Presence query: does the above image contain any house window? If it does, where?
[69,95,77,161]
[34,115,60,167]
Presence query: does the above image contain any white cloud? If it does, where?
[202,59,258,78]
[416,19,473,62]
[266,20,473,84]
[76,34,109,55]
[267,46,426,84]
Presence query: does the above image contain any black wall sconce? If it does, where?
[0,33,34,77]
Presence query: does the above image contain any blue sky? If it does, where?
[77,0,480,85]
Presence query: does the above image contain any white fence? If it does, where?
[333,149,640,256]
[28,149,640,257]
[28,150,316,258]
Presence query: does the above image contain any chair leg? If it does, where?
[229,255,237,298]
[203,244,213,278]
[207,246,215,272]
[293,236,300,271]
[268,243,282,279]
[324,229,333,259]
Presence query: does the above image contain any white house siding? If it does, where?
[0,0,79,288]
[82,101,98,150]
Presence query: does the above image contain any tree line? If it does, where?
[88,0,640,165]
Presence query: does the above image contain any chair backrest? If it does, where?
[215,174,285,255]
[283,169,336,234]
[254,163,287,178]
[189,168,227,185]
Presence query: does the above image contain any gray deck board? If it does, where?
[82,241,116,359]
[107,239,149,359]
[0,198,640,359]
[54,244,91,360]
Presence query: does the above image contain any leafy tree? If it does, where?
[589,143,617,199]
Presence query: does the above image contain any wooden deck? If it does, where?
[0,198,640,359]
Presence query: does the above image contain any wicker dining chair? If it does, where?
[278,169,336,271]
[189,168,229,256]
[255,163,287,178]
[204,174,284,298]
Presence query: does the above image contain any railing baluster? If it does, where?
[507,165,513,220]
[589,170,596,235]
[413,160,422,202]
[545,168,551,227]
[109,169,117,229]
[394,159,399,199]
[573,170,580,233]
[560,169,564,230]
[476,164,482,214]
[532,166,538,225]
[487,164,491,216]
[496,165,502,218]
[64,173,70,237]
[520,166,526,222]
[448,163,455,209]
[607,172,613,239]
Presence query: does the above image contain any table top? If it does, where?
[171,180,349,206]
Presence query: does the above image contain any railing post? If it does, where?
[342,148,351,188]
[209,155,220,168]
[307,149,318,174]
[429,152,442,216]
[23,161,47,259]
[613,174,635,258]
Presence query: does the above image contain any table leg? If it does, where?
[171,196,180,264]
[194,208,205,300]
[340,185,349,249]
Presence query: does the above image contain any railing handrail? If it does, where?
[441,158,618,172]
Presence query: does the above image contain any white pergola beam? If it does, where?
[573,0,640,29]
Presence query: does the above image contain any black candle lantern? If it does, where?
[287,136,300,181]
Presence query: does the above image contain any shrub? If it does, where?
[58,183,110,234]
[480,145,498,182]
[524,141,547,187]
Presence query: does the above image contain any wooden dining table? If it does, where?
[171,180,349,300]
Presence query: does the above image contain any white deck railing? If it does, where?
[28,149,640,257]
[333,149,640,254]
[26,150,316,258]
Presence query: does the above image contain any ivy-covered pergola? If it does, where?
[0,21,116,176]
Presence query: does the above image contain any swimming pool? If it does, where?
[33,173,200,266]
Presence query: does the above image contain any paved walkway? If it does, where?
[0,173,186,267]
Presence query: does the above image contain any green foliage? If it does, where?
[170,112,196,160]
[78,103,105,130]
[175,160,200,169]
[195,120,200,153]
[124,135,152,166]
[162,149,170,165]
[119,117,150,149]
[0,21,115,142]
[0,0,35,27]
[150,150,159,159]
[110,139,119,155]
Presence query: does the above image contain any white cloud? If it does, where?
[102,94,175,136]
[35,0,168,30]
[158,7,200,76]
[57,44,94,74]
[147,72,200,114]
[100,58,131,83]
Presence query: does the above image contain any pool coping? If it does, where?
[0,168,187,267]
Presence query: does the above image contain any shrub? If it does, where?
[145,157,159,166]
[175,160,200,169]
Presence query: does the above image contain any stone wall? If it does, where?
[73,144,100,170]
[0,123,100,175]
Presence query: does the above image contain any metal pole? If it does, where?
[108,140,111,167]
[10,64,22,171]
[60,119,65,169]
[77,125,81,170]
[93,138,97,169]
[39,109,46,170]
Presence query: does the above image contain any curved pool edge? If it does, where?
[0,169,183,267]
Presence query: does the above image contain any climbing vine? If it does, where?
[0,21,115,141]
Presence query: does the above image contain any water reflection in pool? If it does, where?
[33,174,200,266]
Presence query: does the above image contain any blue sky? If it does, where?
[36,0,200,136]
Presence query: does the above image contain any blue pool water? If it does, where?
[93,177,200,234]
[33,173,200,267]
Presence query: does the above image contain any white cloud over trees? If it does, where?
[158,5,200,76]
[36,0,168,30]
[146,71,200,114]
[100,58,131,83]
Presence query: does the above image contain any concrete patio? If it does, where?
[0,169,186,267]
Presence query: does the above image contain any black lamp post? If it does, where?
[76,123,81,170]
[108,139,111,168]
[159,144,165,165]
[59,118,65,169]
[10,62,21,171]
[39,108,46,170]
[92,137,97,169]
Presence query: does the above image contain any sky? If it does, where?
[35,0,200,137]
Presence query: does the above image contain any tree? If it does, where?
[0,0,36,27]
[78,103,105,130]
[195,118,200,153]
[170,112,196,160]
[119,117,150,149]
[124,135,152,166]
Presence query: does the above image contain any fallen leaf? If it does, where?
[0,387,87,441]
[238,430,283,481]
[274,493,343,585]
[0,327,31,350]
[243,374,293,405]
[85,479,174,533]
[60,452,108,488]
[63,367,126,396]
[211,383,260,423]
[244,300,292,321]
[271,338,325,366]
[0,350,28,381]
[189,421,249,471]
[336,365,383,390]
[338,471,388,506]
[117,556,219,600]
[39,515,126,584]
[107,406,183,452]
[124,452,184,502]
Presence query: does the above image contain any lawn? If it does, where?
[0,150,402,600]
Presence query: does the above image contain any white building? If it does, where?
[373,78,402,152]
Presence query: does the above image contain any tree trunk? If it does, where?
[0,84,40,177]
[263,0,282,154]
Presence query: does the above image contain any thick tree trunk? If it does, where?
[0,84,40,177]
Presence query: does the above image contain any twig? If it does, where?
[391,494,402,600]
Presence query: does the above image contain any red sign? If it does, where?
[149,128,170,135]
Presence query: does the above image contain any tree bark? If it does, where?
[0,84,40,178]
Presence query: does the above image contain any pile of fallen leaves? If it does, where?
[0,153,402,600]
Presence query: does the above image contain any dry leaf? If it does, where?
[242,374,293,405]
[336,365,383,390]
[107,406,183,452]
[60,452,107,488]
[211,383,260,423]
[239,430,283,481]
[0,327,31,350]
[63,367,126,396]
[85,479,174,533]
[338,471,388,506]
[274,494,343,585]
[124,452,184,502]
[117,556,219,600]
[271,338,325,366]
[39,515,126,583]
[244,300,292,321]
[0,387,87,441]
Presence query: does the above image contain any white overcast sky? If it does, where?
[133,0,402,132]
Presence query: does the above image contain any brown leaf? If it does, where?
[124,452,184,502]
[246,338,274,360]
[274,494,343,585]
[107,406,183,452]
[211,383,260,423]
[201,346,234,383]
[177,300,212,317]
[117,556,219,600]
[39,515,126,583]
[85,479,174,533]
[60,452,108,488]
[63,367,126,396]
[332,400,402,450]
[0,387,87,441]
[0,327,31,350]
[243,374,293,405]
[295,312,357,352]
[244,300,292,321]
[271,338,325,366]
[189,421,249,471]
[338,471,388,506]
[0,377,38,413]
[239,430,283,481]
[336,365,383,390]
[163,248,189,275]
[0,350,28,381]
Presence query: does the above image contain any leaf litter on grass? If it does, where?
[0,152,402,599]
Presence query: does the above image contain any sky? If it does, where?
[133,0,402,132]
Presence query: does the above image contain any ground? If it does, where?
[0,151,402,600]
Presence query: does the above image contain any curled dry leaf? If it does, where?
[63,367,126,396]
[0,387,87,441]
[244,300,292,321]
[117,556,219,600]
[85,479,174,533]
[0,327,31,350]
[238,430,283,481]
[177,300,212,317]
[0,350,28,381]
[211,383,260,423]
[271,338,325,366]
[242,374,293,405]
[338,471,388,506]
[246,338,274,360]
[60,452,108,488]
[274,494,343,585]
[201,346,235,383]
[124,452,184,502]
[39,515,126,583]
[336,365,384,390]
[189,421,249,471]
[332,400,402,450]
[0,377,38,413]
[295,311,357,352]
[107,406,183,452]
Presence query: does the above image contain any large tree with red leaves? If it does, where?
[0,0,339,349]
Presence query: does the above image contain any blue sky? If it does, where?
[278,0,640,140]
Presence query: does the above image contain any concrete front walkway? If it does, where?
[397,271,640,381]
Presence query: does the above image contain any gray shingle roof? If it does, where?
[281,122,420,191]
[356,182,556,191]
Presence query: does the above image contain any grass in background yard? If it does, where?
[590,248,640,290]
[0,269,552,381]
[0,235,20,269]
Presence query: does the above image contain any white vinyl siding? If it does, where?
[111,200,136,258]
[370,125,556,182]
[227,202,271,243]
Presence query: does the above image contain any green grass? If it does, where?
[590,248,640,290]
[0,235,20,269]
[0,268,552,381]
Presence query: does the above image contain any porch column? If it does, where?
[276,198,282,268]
- - - - -
Rewrite every line of the data from the line containing "Presence query: does the above image contain any concrete patio?" up to and including the line containing "[92,137,97,169]", keeping all text unchanged except that each bounding-box coordinate is shifted by -111.

> _EXPECTED ANSWER_
Presence query: does the above image contain any concrete patio? If it does, where?
[-111,58,75,156]
Presence query: does the above image contain any black lamp post? If it does, where?
[-35,12,-30,59]
[-3,28,0,57]
[48,33,54,54]
[-52,7,-46,58]
[-101,-49,-90,60]
[-72,-3,-65,59]
[-19,26,-14,58]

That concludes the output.